START Records shown

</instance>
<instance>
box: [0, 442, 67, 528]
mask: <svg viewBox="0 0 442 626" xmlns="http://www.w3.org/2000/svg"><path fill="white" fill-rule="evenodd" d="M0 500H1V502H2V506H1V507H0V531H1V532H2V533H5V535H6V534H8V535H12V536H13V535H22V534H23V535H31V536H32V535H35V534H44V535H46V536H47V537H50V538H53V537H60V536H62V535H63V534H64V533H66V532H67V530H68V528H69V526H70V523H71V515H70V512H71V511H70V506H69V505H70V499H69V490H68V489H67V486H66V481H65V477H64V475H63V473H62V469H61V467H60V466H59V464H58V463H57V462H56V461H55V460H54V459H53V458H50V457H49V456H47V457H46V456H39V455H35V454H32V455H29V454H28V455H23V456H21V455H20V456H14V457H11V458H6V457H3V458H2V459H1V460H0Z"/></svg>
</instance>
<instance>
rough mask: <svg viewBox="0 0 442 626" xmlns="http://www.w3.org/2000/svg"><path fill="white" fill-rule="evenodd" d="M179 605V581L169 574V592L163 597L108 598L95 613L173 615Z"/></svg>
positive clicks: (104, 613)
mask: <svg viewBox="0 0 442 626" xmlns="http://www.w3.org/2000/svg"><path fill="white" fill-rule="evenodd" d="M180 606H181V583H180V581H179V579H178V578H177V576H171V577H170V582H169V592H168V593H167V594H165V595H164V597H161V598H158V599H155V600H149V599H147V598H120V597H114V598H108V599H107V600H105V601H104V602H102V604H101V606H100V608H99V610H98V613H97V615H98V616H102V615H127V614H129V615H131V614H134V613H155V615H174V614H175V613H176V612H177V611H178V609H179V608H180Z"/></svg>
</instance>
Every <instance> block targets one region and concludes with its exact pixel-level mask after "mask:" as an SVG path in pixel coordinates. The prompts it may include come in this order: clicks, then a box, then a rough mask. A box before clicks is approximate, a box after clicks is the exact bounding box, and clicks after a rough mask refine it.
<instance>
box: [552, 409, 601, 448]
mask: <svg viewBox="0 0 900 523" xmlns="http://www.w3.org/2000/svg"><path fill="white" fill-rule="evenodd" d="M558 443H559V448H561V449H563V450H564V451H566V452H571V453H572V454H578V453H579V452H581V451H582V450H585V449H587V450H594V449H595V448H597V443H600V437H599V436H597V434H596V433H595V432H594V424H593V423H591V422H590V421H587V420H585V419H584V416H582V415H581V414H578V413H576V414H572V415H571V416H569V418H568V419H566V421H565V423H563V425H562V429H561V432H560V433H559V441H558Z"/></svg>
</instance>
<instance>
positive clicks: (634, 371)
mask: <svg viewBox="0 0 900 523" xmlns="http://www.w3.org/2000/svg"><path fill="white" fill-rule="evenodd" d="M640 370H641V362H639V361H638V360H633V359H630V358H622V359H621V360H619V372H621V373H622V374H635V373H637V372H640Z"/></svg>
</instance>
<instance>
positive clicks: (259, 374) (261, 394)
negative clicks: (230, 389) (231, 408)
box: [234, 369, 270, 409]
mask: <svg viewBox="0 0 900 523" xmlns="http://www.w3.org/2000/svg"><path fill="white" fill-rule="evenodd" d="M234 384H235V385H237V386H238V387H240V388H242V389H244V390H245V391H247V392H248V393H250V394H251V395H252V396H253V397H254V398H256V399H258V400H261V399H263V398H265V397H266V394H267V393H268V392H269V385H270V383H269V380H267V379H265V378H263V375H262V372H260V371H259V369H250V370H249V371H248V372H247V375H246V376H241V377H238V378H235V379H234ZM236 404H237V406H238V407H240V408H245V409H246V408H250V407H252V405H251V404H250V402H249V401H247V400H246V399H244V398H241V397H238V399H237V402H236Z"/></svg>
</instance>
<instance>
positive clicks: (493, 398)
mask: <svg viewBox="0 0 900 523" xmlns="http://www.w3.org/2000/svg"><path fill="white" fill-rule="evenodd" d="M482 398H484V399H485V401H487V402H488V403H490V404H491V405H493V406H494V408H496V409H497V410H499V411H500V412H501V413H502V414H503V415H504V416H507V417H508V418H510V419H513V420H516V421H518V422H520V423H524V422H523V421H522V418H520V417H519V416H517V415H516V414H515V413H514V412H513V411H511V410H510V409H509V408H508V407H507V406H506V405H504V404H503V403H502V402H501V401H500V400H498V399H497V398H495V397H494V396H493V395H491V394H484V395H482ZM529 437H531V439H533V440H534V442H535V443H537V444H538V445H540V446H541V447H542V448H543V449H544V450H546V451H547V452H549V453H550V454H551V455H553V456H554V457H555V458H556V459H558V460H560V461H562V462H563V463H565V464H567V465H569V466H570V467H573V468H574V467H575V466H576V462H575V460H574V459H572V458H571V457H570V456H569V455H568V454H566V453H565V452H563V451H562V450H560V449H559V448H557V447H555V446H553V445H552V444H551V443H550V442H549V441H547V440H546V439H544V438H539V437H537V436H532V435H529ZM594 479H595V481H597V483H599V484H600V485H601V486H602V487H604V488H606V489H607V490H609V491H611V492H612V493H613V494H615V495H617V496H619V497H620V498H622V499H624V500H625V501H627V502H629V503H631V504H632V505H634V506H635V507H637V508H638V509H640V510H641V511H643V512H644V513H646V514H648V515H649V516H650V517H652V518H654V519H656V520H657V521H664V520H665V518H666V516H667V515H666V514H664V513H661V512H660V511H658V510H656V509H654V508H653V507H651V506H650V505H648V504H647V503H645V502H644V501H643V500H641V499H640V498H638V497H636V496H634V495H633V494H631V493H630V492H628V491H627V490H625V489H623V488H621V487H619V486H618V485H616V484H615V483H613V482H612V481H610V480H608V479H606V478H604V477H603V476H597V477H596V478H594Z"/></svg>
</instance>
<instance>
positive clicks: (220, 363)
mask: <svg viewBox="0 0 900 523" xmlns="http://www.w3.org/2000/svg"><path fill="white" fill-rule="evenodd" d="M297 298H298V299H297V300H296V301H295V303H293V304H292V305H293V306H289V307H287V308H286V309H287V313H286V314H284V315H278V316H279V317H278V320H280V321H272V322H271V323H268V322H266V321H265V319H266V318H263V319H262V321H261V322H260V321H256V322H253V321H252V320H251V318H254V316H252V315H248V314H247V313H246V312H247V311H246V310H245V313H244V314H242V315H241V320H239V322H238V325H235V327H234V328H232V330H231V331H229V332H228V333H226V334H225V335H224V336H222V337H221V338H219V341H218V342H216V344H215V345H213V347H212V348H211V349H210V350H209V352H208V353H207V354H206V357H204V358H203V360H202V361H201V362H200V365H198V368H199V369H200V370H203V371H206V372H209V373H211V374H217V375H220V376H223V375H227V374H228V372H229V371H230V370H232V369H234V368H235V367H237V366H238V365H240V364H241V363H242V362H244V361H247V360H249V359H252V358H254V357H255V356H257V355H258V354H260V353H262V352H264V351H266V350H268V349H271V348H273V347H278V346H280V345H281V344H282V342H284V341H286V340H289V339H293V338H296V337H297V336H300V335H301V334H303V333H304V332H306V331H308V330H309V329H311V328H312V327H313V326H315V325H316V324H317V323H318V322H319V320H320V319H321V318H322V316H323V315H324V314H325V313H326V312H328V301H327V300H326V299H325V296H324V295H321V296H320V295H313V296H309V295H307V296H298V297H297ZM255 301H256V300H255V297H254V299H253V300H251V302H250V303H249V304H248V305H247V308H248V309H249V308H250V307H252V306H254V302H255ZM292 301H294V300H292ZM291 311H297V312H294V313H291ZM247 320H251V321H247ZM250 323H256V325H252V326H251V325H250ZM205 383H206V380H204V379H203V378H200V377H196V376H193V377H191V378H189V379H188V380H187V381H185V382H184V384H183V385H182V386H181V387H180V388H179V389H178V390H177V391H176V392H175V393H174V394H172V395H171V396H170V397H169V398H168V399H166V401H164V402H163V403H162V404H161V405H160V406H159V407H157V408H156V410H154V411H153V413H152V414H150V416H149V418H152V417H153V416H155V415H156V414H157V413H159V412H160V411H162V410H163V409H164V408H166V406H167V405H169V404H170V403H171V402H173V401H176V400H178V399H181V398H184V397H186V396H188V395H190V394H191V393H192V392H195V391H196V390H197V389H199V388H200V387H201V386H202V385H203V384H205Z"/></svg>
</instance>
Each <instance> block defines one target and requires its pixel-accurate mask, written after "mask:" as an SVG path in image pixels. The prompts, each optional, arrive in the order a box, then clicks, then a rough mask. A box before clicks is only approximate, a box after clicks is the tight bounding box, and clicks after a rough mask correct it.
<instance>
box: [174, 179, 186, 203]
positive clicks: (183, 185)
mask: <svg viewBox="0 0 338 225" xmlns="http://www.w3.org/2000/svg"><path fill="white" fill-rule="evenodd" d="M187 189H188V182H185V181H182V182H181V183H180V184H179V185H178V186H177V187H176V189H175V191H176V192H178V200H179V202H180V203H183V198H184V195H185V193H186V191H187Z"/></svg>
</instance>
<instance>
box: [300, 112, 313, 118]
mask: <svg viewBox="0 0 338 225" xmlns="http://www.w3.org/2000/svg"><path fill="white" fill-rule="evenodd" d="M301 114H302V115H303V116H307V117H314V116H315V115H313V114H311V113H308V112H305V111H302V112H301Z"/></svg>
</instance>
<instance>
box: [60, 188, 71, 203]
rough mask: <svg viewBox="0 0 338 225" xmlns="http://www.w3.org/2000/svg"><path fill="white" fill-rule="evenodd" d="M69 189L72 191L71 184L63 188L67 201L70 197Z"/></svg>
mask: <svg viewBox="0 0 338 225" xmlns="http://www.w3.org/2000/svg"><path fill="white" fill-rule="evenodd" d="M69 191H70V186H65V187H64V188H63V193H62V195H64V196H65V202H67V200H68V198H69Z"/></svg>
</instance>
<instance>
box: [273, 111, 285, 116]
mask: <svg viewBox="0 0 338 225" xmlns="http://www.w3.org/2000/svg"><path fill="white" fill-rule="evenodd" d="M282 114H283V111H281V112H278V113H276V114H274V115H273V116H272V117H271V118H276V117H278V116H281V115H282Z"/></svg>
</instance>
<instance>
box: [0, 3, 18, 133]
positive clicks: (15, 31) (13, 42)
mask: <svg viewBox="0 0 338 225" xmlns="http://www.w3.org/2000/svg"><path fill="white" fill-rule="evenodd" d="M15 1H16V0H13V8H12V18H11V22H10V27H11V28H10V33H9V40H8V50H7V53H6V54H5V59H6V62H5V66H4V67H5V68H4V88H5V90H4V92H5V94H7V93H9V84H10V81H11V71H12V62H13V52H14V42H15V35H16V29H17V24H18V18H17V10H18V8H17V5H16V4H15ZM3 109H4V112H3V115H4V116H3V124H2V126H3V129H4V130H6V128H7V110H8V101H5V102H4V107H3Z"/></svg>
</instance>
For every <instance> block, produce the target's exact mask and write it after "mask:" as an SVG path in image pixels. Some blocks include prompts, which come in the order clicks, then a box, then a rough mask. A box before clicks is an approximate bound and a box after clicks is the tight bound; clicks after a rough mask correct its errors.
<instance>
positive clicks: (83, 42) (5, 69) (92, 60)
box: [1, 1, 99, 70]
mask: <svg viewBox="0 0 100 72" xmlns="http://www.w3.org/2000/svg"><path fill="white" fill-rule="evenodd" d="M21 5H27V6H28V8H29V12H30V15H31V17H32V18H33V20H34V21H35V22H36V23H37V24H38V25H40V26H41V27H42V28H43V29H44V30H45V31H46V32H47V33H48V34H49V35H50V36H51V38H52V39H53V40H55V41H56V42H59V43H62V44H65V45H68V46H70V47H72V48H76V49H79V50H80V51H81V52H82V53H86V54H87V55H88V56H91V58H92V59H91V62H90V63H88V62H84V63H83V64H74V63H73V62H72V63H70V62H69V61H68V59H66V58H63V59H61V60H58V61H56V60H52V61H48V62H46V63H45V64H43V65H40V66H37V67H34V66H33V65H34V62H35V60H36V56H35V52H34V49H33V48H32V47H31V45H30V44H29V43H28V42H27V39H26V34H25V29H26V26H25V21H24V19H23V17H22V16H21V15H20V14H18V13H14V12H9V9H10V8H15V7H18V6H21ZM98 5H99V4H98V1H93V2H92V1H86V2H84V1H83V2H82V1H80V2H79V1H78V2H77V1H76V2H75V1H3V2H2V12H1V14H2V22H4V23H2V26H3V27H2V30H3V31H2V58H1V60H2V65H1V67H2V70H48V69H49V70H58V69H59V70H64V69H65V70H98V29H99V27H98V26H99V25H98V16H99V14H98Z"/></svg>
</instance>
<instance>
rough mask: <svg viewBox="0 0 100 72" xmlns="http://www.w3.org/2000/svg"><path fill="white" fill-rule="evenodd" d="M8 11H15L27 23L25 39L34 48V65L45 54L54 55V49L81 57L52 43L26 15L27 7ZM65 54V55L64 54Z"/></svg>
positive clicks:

END Records shown

● Work instruction: Look above for every line with the word "prompts" and copy it.

● Response area:
Every <instance> block targets one region and concludes with its exact pixel-level mask after "mask:" as an SVG path in pixel coordinates. The prompts it may include come in this order: clicks, then a box, then a rough mask. A box before clicks is approximate, a box after clicks is the exact bounding box, and clicks after a rough mask refine it.
Each <instance> block defines one target and requires its pixel-accurate mask, written after "mask:" as an SVG path in image pixels. The prompts, each optional, arrive in the order a box, then clicks, then a rough mask. A box before clicks is only approximate, a box after clicks is the tight bounding box, and clicks after a rough mask correct it.
For every <instance> block, produce the target's exact mask and write it after "mask:" as an SVG path in image pixels. Some blocks include prompts, which come in the order clicks, then a box, then a rough mask. A box before clicks is an approximate bound and a box after clicks is the tight bound; clicks after a rough mask correct its errors.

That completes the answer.